Only the lines from the one with "Target: tall conifer" through the last belong in the output; print them exactly as given below.

+ + + + + + +

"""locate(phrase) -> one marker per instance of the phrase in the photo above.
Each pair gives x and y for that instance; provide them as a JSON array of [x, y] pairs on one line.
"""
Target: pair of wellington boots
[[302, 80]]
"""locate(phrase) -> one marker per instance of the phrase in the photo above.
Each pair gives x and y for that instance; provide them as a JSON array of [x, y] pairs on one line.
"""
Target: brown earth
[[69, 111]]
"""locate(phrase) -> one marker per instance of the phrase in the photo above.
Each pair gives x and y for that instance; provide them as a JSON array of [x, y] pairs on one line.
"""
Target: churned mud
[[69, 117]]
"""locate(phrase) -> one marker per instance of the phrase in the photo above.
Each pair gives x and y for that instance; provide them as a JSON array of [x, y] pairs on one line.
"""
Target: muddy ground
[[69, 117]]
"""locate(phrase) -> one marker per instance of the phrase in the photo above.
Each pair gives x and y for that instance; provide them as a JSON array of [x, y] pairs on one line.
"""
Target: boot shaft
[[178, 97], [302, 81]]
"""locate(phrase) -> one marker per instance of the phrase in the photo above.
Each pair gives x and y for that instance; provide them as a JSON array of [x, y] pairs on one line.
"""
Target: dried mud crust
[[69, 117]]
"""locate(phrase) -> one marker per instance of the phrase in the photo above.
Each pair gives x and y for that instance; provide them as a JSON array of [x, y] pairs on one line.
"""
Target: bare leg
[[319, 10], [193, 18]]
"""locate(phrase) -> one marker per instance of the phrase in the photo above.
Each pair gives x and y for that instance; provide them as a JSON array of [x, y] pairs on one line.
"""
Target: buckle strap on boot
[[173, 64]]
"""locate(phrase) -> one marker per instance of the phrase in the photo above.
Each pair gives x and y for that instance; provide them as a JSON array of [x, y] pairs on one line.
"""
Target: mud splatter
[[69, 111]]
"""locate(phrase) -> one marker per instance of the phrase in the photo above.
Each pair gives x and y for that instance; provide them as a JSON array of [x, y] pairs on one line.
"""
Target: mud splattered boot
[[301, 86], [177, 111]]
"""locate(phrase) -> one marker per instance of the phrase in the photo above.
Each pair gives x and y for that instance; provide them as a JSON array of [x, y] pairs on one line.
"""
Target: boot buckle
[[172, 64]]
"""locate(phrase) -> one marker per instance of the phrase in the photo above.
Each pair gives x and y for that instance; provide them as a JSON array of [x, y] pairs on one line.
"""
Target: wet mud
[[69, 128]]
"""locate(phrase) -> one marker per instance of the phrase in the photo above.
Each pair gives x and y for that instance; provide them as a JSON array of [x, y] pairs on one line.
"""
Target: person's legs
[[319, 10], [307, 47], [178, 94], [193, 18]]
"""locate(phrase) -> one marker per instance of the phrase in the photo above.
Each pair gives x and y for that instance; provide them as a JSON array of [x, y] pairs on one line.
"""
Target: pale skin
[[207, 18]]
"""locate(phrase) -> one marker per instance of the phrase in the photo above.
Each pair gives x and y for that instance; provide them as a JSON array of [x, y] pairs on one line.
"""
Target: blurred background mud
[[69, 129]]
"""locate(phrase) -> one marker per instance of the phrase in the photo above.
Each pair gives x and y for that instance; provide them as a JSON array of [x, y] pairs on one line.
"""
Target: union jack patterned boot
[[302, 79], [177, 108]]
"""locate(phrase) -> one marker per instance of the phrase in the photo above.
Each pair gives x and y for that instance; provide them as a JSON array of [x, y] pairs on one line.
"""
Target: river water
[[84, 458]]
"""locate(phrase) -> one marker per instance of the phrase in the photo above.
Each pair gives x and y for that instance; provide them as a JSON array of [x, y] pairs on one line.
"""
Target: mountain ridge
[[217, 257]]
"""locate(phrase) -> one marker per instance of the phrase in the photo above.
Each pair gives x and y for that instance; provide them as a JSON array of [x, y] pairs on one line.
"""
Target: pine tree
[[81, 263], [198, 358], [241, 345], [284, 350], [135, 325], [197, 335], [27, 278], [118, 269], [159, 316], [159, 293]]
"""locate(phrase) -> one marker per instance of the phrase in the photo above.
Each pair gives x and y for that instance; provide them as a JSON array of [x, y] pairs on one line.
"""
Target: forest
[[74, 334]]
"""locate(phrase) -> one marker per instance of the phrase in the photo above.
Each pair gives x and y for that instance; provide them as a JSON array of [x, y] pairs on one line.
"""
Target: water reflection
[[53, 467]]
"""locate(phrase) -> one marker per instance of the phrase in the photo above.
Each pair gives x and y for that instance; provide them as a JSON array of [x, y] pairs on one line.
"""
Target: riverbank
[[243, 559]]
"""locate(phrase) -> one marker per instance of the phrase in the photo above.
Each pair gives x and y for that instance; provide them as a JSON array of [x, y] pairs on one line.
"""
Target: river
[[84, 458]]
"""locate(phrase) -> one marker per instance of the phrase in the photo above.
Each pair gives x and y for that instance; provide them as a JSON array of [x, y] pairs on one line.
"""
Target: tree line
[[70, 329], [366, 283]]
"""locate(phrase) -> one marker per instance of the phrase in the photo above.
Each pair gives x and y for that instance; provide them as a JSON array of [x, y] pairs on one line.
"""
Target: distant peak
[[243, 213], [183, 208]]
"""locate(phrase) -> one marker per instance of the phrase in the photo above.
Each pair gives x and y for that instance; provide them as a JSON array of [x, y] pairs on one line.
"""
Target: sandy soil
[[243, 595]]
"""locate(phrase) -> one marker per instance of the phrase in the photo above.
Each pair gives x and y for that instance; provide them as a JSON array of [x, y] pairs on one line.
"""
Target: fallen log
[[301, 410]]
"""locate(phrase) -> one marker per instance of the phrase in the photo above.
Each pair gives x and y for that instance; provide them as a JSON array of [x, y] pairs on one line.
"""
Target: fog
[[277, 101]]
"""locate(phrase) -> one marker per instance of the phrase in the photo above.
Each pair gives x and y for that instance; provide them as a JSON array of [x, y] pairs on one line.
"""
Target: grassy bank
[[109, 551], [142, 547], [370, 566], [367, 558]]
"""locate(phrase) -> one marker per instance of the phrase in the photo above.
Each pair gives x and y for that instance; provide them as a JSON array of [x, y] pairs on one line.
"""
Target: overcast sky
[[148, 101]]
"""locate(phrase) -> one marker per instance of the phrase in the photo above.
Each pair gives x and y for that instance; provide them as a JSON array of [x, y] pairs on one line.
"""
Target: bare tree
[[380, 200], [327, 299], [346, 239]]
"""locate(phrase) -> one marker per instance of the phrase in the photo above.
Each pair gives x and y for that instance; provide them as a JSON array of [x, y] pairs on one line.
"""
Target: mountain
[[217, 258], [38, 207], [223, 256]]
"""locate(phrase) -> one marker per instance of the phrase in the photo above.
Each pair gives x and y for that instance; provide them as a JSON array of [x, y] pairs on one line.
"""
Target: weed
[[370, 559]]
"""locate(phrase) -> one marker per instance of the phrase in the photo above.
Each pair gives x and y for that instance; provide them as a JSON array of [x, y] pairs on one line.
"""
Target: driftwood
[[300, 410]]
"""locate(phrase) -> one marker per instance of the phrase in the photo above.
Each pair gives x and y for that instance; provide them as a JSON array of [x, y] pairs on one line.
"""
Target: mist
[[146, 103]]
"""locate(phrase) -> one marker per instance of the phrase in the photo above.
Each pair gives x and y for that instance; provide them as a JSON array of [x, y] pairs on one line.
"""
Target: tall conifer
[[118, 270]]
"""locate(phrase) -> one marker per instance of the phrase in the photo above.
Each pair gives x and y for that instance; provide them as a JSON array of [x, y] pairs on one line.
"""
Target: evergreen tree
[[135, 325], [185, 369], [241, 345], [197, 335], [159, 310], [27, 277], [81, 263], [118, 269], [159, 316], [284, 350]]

+ + + + + + +

SOLUTION TO THE PROBLEM:
Target: tall conifer
[[118, 270]]
"""locate(phrase) -> one marker per instance of the phrase in the photo above.
Each pair gives x and y for that instance; provide them as a JSON array of [x, y] pairs on one line.
"""
Target: evergreen tree
[[135, 325], [185, 369], [241, 345], [197, 335], [159, 310], [27, 277], [81, 263], [118, 269], [159, 316], [284, 350]]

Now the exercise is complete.